**Trecho:**
•••••
Fazendo o 'emerge sync' novamente outro dia eu percebi que a melhora só é perceptível quando se faz a atualização do cache do portage num momento em que ela já está atualizada, ou seja, não serve pra nada. Mesmo com a partição separada a lentidão permaneceu ao se fazer essa atualização do cache logo após uma sincronização nova. Portanto, se a melhora foi de 1 min em 10 ou 15 essa melhora é irrelevante.

Testarei outro dia esse módulo CDB, depois eu digo de quanto foi a melhora.

----------

## MetalGod

aqui esta o que voces querem

http://dev.gentoo.org/~ferringb/portage/2.0

----------

## thiagonunes

Desculpe mas eu não entendi.

----------

## MetalGod

esse ebuild contem patches para incrementar a performance do portage e corrige o bug da metadata aos 51%

----------

## SbrubblesMan

Interessante, eu estava com esse problema a até uns 3 dias atrás.  Não sei porque, nem como, ele foi sanado esses últimos dias...

----------

## MetalGod

provavelmente fizeste o upgrade para o portage 2.0.53  :Wink: 

----------

## alexandre_parente

o que eu posso dizer sobre o 2.0.53 eh que nada mudou... continua lento e irritante.
•••••
**Problema:** Você pode dar sequência à discussão de fórum sobre a lentidão do portage no Gentoo, começando logo após a última mensagem do trecho?

**Linhas de dados:**
•••••
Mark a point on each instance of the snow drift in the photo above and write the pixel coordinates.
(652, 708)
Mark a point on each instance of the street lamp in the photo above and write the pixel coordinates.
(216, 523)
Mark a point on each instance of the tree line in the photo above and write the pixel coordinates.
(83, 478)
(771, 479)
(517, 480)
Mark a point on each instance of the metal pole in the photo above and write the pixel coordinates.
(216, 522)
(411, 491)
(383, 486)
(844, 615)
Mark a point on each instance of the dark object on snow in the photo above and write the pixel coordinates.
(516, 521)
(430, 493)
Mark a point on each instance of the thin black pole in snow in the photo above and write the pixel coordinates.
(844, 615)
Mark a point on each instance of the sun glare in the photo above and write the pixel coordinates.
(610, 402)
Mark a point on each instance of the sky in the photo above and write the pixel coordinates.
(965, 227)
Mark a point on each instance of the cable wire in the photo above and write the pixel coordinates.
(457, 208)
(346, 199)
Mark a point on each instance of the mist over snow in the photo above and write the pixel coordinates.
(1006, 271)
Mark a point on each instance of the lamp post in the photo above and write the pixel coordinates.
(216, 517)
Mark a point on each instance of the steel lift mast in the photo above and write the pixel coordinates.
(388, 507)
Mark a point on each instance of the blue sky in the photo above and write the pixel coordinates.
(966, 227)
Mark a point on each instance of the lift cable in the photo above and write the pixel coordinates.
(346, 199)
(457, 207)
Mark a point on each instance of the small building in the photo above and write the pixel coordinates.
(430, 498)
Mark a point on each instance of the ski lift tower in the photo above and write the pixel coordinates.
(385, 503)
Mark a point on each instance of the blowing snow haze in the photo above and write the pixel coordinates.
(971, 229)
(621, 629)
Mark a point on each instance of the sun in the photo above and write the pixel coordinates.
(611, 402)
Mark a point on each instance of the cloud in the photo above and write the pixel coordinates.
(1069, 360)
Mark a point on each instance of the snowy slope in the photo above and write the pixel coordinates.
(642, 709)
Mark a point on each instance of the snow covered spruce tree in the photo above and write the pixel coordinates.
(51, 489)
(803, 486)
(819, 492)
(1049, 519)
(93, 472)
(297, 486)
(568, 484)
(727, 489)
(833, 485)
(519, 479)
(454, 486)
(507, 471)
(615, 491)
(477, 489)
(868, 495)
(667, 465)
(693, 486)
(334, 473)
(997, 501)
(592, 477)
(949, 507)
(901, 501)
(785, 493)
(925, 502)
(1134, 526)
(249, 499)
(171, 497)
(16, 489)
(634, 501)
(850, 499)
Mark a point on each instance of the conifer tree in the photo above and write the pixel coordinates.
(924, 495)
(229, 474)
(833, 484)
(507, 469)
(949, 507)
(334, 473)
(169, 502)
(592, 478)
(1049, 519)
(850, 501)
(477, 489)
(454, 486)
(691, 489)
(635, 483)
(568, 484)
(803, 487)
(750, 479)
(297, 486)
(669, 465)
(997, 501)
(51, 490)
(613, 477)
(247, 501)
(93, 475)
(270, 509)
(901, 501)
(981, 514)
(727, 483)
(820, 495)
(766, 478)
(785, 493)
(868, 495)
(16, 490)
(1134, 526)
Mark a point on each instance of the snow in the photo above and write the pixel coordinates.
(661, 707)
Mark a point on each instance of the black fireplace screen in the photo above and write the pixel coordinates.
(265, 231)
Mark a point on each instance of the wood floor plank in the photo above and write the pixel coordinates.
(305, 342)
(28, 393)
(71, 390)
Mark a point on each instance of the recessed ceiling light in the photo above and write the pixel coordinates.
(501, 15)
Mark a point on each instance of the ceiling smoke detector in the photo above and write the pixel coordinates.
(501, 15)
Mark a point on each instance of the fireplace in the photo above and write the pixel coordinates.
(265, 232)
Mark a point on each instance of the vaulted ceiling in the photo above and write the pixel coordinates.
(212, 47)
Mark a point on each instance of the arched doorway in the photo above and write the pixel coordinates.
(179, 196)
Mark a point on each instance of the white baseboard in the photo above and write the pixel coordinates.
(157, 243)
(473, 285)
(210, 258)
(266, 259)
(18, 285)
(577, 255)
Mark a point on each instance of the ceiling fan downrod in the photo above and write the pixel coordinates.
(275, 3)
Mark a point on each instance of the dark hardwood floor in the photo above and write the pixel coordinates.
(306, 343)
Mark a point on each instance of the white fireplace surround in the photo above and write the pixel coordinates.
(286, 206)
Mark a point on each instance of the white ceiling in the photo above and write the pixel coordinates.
•••••
**Resposta:**
quanto ao bug aos 51%, foi resolvido... agora o bug eh aos 50% ... 

o emerge usa 98% do cpu durante o metadata e dura aproximadamente 30 hora.

----------

## MetalGod

e' normal fazer isso tudo porque provavelmente nem imaginas a quantidade de coisas que se faz nessas operaçoes... a nova versao 2.1_pre1 esta notoriamente mais rapida como era de esperar... e ja esta disponivel para usar.

----------

## domus-br

eu sinceramente perdi a vontade de atualizar o gentoo em razao desses problemas, so atualizo em ultimo caso ainda sim, se for muito importante e necessario, pois comigo tb nao senti nenehuma diferença chega no cache acabou a paciencia

----------

## MetalGod

python nao e' uma linguagem mt rapida ate' porque e' altamente orientada a objectos... o codigo do portage e' bom na minha opiniao os devs cada vez estao a adicionar melhorias nas performances em vez de novas features basta esperar e ver o resultado.

----------

## alexandre_parente

procurando mais uma vez por solucao para esse caso. A unica coisa que realmente funciona eh o uso do modulo cdb, com todas as resalvas e advertencia que encontrei quanto ao seu uso, recomento.

uso o cdb e o eix. o emerge metadata esta bem mais rapido e o uso do cpu pelo emerge nao passa do 15%.

o problema agora eh o tamanho da arvore que tem ate revista "app-doc/phrack" !!! isso eh um sistema de pacotes ou uma biblioteca?

----------

## alexandre_parente

Outro aplicativo que estou usando e que gostei muito foi o "emerge-delta-webrsync" que reduz muito o uso da net durante o sync e com isso o tempo necessario.

O portage bem que poderia explorar mais o xdelta... e nao se limitar aos pacotes do kde.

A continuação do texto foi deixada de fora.